# [The exercise]
Please update the material below by changing every "Target" to "Object" and keeping everything else the same.

# [Data lines]
• • • • • • •

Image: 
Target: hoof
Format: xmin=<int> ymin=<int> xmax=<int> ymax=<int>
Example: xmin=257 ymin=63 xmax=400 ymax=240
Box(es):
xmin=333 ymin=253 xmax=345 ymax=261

• • • • • • •

# [Written solution]
Image: 
Object: hoof
Format: xmin=<int> ymin=<int> xmax=<int> ymax=<int>
Example: xmin=257 ymin=63 xmax=400 ymax=240
Box(es):
xmin=333 ymin=253 xmax=345 ymax=261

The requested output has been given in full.